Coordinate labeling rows
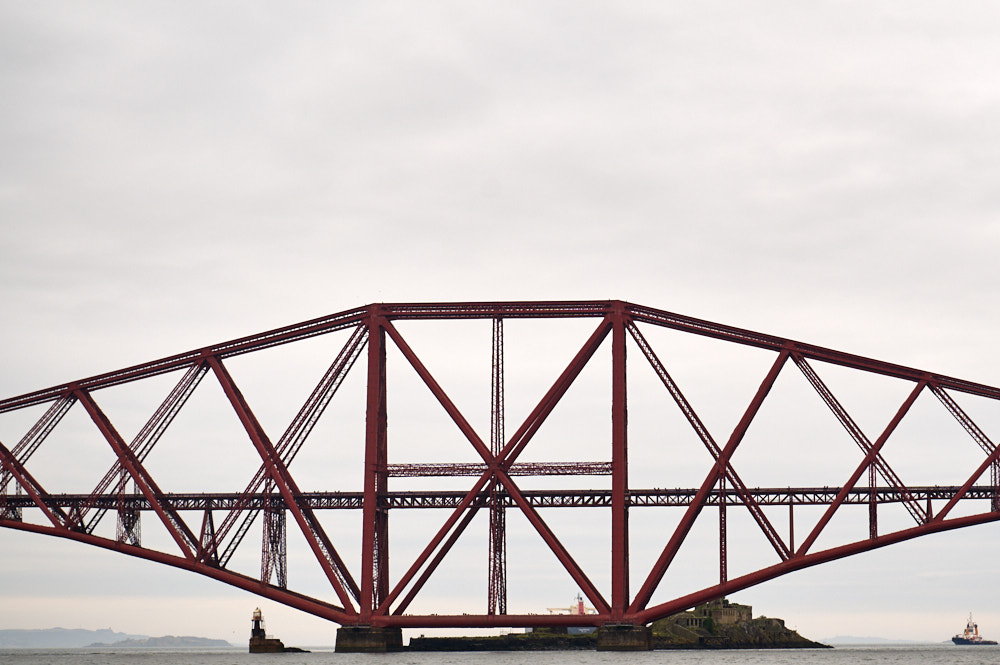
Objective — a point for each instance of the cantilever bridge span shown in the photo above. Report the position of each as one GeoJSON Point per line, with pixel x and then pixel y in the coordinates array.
{"type": "Point", "coordinates": [205, 529]}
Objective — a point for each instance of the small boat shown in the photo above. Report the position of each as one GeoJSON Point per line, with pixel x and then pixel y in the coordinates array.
{"type": "Point", "coordinates": [971, 635]}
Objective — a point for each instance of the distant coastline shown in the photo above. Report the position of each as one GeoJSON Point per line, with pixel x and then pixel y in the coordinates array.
{"type": "Point", "coordinates": [72, 638]}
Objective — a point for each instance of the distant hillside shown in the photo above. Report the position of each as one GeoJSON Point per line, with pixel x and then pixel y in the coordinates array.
{"type": "Point", "coordinates": [65, 638]}
{"type": "Point", "coordinates": [166, 641]}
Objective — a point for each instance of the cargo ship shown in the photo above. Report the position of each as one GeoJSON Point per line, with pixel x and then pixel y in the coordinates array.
{"type": "Point", "coordinates": [971, 635]}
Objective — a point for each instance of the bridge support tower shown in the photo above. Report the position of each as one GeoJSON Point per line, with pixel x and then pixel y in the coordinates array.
{"type": "Point", "coordinates": [624, 637]}
{"type": "Point", "coordinates": [368, 639]}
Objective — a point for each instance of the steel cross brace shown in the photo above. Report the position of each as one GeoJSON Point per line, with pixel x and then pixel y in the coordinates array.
{"type": "Point", "coordinates": [865, 464]}
{"type": "Point", "coordinates": [687, 521]}
{"type": "Point", "coordinates": [734, 479]}
{"type": "Point", "coordinates": [879, 463]}
{"type": "Point", "coordinates": [308, 524]}
{"type": "Point", "coordinates": [178, 530]}
{"type": "Point", "coordinates": [13, 467]}
{"type": "Point", "coordinates": [287, 447]}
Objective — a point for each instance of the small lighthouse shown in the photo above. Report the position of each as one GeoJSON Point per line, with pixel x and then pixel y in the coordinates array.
{"type": "Point", "coordinates": [257, 625]}
{"type": "Point", "coordinates": [260, 642]}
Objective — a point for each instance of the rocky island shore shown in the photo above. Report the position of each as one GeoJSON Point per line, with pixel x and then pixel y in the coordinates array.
{"type": "Point", "coordinates": [716, 625]}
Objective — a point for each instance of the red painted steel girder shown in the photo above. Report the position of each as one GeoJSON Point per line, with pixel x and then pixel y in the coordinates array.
{"type": "Point", "coordinates": [565, 309]}
{"type": "Point", "coordinates": [374, 601]}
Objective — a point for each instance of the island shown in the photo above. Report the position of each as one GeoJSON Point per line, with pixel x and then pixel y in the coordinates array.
{"type": "Point", "coordinates": [719, 624]}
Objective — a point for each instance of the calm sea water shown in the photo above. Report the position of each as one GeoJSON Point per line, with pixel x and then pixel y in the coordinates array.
{"type": "Point", "coordinates": [923, 655]}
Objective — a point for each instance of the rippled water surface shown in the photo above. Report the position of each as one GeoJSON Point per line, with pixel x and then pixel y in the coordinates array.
{"type": "Point", "coordinates": [923, 655]}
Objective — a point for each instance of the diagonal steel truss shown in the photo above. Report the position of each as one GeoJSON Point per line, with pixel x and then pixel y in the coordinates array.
{"type": "Point", "coordinates": [379, 599]}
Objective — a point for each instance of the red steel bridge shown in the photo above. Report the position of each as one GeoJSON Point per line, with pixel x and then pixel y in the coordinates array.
{"type": "Point", "coordinates": [206, 529]}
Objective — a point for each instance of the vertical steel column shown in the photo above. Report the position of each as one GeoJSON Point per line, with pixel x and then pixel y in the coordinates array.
{"type": "Point", "coordinates": [619, 468]}
{"type": "Point", "coordinates": [791, 524]}
{"type": "Point", "coordinates": [872, 503]}
{"type": "Point", "coordinates": [497, 594]}
{"type": "Point", "coordinates": [375, 537]}
{"type": "Point", "coordinates": [723, 542]}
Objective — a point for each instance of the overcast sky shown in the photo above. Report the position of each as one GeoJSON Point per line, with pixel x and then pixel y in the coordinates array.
{"type": "Point", "coordinates": [177, 175]}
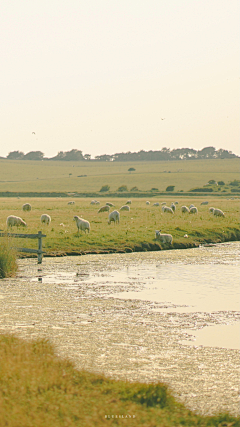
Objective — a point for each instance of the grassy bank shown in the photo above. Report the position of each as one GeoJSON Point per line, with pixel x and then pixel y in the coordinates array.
{"type": "Point", "coordinates": [38, 389]}
{"type": "Point", "coordinates": [136, 231]}
{"type": "Point", "coordinates": [84, 177]}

SET TASK → Copy every row above word for word, leaving out the pictures.

FULL RESPONSE →
Objective — a point for each instance of the cantilever bridge span shown in the photo above. Report the position of each as one GeoJSON Point per line, with pixel x and then pixel y in the coordinates array.
{"type": "Point", "coordinates": [205, 529]}
Objective — a point for each instance of the small boat shown in the photo above. Report the position of each as one GeoJSON Point per line, with pixel x and then pixel y in the coordinates array.
{"type": "Point", "coordinates": [971, 635]}
Objective — a point for each instance of the distant coastline shown in the photo above. Report the position of each as one GeoJSON Point per line, with pixel x and then pixel y in the coordinates array.
{"type": "Point", "coordinates": [72, 638]}
Objective — a point for each instance of the distant hillside shown in the photo above. Report the position of each as one GeoJSON Point per line, with pixel x and then pixel y in the coordinates array.
{"type": "Point", "coordinates": [65, 638]}
{"type": "Point", "coordinates": [166, 641]}
Objective — a point for each instance of the cargo ship shown in the photo above. Report the position of each as one GeoJSON Point per line, with pixel x and then pixel y in the coordinates array.
{"type": "Point", "coordinates": [971, 635]}
Objective — a point for each instance of the bridge support tower shown in the photo above. Report the position of each as one GeoJSON Point per line, with pixel x and then pixel y in the coordinates array.
{"type": "Point", "coordinates": [624, 637]}
{"type": "Point", "coordinates": [368, 639]}
Objective — a point for each instance of the steel cross brace shown in the photo above. Report the position of each as one GeoJSON Point per line, with pixel x and then pixel y in the coordinates array.
{"type": "Point", "coordinates": [865, 464]}
{"type": "Point", "coordinates": [687, 521]}
{"type": "Point", "coordinates": [734, 479]}
{"type": "Point", "coordinates": [879, 463]}
{"type": "Point", "coordinates": [308, 524]}
{"type": "Point", "coordinates": [178, 530]}
{"type": "Point", "coordinates": [13, 467]}
{"type": "Point", "coordinates": [287, 447]}
Objective — a point for each instance of the small lighthouse shown in the photo above. Report the position of each as one GeoJSON Point per line, with pixel x and then pixel y in the coordinates array.
{"type": "Point", "coordinates": [257, 625]}
{"type": "Point", "coordinates": [260, 642]}
Objective — a point for each instance of the rocky island shore shown in the photo above. Report the position of each as one GeoJSON Point per line, with pixel x and then pixel y in the coordinates array.
{"type": "Point", "coordinates": [716, 625]}
Objective — a point for each instance of the red painted steel girder shown in the photo above. Report the position of each as one GeoJSON Point per line, with pixel x and then pixel y in the coordinates array.
{"type": "Point", "coordinates": [565, 309]}
{"type": "Point", "coordinates": [374, 601]}
Objective — a point for each instance of the island shown in the photo above. Report the position of each as one GeoJSON Point per line, with pixel x and then pixel y in the coordinates array.
{"type": "Point", "coordinates": [719, 624]}
Objective — a point for each instance of the calm sea water shown in the photo above. Report the position of each as one GeoJSON Point per line, with pixel x and then pixel y in the coordinates array.
{"type": "Point", "coordinates": [923, 655]}
Objective — a point for each instance of the rippled water surface shown in the photo above. Report the position of each as one GeoJSON Point per line, with pixel x and then pixel y in the coordinates array.
{"type": "Point", "coordinates": [923, 655]}
Objective — a point for each instance of the diagonal steel truss shown in the photo above. Report the position of each as one GeoJSON Point per line, with pixel x and then pixel y in the coordinates array.
{"type": "Point", "coordinates": [379, 599]}
Objective — a point for each instance of the red steel bridge shown in the photo above. Report the position of each as one GeoJSON Point per line, with pixel x and then pixel y in the coordinates array.
{"type": "Point", "coordinates": [206, 529]}
Objective — a point for each instance of the vertical steel column shown in the photo above. Report the position of each as one GeoJSON Point per line, with pixel x and then pixel y in the coordinates array.
{"type": "Point", "coordinates": [619, 468]}
{"type": "Point", "coordinates": [791, 524]}
{"type": "Point", "coordinates": [872, 503]}
{"type": "Point", "coordinates": [497, 594]}
{"type": "Point", "coordinates": [375, 537]}
{"type": "Point", "coordinates": [723, 542]}
Objective — a point for each instance of the overcast sky shown in the photo above. Report the position of each as one GeoJSON Point per line, with pixel x and then pixel y in the coordinates array.
{"type": "Point", "coordinates": [177, 175]}
Objective — a point for each instance of the grassy bank shown in the photo above. Report the position of each as one GeoJSON Point per line, with pixel x and then pixel y in the coordinates array.
{"type": "Point", "coordinates": [38, 389]}
{"type": "Point", "coordinates": [136, 231]}
{"type": "Point", "coordinates": [84, 177]}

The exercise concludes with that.